Task objective >> Copy exactly, and only, the lines from the line containing "I need to find the bride's dark" through the last line of the records below, both included.

===== Material for this task =====

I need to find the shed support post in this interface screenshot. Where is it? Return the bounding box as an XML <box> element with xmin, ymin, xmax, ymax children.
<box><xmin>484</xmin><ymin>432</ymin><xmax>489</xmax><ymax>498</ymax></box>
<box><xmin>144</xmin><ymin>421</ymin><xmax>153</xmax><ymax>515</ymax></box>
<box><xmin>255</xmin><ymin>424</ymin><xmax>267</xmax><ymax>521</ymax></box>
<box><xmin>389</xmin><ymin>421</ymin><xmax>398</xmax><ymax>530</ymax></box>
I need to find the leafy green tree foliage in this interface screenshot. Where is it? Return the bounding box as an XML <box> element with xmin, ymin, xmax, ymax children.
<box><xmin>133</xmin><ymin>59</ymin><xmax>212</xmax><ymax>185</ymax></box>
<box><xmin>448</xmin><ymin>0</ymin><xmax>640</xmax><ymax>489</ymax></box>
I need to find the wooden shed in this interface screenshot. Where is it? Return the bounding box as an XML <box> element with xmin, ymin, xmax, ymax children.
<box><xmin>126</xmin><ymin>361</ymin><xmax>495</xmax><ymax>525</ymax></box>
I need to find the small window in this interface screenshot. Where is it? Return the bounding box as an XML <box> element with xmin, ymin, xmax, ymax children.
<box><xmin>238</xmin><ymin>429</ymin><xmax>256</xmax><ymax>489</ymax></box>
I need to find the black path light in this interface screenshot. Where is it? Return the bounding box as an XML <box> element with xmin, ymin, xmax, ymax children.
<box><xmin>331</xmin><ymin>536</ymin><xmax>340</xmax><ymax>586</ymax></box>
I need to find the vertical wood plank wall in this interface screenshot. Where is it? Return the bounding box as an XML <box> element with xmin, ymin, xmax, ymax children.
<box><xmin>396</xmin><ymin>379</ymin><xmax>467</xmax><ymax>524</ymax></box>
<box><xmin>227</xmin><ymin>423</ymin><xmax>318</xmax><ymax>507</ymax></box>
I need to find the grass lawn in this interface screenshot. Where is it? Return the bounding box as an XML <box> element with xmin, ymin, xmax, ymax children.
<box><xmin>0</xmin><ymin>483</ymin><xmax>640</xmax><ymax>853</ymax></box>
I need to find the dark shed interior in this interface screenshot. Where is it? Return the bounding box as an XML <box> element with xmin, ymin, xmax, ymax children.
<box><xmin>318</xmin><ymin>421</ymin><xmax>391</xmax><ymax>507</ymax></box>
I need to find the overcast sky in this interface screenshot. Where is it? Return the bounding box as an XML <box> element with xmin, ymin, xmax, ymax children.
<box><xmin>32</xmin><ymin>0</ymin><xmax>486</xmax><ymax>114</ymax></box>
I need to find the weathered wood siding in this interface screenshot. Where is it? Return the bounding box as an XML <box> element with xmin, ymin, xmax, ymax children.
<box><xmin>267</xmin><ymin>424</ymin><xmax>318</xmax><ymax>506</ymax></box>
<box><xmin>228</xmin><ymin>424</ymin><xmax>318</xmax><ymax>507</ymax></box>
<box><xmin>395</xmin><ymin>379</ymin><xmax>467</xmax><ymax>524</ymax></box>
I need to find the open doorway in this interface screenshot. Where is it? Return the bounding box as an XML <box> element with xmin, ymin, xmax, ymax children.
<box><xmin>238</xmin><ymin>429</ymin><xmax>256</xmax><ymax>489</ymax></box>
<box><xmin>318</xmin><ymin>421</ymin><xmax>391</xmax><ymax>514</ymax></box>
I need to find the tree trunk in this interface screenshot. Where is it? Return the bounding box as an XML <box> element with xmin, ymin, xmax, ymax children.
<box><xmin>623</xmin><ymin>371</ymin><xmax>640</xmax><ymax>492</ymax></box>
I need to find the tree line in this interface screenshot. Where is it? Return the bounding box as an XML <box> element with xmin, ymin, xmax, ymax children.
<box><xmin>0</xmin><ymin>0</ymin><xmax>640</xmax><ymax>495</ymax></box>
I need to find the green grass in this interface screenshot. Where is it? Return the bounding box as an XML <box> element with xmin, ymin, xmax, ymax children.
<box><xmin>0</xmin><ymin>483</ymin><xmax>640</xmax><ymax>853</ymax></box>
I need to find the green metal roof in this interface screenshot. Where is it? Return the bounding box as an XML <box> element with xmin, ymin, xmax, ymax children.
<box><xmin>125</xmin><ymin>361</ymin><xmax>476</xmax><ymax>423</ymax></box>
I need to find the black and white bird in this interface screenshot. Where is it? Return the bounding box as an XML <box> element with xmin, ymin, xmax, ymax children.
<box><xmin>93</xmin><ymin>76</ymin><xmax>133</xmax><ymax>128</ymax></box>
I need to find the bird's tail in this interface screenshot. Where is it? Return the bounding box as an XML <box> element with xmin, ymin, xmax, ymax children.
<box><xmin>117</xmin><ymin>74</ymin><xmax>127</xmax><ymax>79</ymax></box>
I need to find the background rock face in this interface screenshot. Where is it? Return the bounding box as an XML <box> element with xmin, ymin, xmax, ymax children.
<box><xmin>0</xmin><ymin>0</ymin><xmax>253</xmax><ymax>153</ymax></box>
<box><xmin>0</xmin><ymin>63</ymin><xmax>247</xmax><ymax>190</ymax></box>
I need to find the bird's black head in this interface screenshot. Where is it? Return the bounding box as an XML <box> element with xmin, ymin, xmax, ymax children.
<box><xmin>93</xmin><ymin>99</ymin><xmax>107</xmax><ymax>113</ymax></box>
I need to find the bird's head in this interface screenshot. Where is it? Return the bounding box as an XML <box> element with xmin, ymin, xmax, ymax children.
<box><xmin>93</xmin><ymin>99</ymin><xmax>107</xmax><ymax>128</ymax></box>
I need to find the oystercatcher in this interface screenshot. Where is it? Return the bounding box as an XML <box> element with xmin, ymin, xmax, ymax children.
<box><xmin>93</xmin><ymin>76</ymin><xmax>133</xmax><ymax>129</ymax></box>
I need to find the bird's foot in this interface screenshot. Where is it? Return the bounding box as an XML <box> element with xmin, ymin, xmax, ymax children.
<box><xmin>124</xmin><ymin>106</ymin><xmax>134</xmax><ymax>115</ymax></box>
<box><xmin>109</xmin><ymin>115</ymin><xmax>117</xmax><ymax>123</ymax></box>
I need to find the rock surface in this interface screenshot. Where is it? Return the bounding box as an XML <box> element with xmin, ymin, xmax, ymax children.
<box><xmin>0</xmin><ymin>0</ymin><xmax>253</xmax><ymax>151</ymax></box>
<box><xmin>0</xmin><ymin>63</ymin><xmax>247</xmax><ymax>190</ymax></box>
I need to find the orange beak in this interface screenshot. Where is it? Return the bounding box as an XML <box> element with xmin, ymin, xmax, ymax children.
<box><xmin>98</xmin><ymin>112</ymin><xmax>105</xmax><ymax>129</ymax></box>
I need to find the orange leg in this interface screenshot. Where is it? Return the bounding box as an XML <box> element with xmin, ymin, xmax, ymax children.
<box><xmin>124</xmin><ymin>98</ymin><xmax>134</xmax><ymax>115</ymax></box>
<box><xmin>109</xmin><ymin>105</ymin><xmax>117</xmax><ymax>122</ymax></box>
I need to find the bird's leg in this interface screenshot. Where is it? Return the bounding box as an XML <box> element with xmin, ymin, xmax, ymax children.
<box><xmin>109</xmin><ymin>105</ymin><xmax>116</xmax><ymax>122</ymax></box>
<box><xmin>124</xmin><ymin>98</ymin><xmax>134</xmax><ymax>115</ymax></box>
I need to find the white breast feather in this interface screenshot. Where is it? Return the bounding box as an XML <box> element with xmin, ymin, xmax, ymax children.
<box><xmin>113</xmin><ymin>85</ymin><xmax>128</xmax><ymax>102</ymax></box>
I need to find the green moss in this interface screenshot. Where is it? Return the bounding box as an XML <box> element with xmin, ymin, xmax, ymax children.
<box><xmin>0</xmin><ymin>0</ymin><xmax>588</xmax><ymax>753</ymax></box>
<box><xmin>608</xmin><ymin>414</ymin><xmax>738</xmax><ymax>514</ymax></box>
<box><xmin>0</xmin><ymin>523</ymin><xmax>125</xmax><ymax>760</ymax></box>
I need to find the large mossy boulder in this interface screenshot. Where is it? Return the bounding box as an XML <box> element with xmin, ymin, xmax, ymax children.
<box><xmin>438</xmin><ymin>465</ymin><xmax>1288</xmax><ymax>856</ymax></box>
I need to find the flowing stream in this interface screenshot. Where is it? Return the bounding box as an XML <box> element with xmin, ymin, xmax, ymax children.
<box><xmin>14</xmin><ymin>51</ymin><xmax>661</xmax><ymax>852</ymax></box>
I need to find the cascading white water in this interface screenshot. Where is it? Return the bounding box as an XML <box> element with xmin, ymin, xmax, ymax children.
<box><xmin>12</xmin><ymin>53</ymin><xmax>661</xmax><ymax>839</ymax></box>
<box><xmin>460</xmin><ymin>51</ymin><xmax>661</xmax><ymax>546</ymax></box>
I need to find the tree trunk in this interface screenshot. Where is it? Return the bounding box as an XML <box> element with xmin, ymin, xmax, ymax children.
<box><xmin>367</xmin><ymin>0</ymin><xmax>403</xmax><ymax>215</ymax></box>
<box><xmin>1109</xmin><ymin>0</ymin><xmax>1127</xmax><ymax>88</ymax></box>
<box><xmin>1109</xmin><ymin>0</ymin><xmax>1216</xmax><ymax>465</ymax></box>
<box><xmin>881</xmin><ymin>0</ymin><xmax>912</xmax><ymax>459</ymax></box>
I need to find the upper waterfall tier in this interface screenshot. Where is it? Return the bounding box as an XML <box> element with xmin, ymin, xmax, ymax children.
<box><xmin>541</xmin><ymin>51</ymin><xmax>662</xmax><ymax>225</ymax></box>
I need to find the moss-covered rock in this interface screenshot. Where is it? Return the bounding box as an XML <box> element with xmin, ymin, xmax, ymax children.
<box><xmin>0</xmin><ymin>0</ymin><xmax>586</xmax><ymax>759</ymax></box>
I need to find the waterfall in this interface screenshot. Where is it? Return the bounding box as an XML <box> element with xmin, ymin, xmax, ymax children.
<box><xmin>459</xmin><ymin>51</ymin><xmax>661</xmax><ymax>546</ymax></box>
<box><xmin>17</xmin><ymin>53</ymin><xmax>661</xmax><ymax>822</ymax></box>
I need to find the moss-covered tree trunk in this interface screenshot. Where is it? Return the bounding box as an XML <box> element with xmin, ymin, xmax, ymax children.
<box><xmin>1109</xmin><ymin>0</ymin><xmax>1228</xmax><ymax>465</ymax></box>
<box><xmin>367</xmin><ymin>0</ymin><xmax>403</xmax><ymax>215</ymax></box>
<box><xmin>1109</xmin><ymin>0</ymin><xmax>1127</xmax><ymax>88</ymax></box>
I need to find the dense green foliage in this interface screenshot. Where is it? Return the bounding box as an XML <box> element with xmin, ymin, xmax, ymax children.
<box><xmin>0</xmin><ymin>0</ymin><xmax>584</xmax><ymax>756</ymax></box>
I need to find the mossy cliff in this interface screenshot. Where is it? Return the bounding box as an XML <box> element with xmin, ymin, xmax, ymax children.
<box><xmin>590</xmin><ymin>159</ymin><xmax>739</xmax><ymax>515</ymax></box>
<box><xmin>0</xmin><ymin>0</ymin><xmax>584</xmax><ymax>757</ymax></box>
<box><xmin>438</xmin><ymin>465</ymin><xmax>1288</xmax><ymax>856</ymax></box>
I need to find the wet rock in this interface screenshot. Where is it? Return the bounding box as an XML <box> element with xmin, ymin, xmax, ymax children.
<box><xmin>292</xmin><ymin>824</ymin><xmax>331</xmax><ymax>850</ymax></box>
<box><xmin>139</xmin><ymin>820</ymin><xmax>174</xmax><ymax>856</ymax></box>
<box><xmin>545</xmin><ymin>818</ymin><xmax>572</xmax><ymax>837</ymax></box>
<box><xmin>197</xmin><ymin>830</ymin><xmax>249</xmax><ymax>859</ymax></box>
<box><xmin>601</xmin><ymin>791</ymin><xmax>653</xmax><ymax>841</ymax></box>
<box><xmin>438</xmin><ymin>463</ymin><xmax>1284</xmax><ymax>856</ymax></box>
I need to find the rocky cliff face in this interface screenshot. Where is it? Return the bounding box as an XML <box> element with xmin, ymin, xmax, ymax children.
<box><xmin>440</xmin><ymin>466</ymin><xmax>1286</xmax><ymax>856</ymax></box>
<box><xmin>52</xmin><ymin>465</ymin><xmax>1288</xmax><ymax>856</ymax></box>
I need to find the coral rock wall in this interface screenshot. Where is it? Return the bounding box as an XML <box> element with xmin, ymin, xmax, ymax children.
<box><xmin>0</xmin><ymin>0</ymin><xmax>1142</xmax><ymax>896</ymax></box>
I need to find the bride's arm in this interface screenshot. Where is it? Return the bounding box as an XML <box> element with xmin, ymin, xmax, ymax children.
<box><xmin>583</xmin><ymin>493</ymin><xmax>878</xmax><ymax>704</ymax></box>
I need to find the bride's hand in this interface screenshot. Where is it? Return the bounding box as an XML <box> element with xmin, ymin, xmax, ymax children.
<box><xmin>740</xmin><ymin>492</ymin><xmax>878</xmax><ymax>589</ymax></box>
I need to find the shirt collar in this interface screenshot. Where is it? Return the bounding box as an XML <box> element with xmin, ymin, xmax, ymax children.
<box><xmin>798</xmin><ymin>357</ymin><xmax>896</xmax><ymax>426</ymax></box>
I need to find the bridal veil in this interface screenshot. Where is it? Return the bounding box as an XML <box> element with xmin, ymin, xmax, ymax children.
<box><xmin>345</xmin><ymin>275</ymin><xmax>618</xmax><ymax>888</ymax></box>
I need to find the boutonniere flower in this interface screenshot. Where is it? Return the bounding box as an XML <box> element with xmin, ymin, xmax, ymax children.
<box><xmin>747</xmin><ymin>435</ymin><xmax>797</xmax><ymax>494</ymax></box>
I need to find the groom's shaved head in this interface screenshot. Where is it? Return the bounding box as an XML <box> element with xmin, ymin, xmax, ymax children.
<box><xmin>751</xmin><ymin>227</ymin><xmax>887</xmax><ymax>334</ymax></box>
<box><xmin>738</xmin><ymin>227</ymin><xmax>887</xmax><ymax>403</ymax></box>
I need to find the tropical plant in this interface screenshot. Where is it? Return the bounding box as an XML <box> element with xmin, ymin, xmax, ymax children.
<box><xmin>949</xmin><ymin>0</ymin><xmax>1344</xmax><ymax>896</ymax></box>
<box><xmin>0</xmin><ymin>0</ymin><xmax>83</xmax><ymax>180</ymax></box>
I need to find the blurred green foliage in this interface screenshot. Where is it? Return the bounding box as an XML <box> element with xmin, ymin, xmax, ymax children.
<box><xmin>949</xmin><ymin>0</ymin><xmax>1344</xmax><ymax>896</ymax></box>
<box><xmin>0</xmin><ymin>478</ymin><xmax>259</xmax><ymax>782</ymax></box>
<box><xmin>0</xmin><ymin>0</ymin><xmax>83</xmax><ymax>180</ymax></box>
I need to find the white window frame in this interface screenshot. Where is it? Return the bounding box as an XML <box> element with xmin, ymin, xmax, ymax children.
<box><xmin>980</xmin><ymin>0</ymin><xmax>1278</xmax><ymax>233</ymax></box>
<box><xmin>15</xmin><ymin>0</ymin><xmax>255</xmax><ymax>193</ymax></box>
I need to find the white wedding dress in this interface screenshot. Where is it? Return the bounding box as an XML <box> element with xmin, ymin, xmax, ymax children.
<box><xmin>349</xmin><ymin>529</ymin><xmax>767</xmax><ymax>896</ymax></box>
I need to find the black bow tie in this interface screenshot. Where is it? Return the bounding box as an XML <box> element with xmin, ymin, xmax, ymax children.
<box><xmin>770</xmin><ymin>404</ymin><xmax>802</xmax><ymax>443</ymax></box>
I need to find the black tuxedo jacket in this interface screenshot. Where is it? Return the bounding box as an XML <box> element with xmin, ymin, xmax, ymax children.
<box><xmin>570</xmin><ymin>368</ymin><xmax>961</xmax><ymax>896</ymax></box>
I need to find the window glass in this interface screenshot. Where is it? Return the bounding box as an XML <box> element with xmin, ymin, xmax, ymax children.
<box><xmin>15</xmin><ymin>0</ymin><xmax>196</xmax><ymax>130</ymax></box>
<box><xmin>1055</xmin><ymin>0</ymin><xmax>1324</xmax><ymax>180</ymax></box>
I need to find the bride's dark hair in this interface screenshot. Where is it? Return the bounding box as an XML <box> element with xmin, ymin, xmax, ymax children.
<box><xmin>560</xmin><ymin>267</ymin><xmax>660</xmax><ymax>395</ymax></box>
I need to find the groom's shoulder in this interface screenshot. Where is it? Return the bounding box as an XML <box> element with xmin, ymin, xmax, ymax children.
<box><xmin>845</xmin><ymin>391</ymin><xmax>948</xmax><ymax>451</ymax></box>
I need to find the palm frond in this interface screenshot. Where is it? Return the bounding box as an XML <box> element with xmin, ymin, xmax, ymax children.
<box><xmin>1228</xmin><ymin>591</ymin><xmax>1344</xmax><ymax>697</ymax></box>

=====

Problem solution >>
I need to find the bride's dark hair in this interface screenshot. Where is it? Return the bounding box as an XML <box> element with xmin, ymin, xmax, ymax children.
<box><xmin>560</xmin><ymin>267</ymin><xmax>660</xmax><ymax>395</ymax></box>
I need to find the groom's shoulder in this interface screenshot. Where is it? Return the bounding box as an XML <box> element with xmin, ymin, xmax, ymax children.
<box><xmin>845</xmin><ymin>391</ymin><xmax>948</xmax><ymax>451</ymax></box>
I need to find the palm frond in this interface screenshot. Where is it? Return the bounding box as an XML <box> element with xmin, ymin, xmax, ymax children.
<box><xmin>1228</xmin><ymin>591</ymin><xmax>1344</xmax><ymax>697</ymax></box>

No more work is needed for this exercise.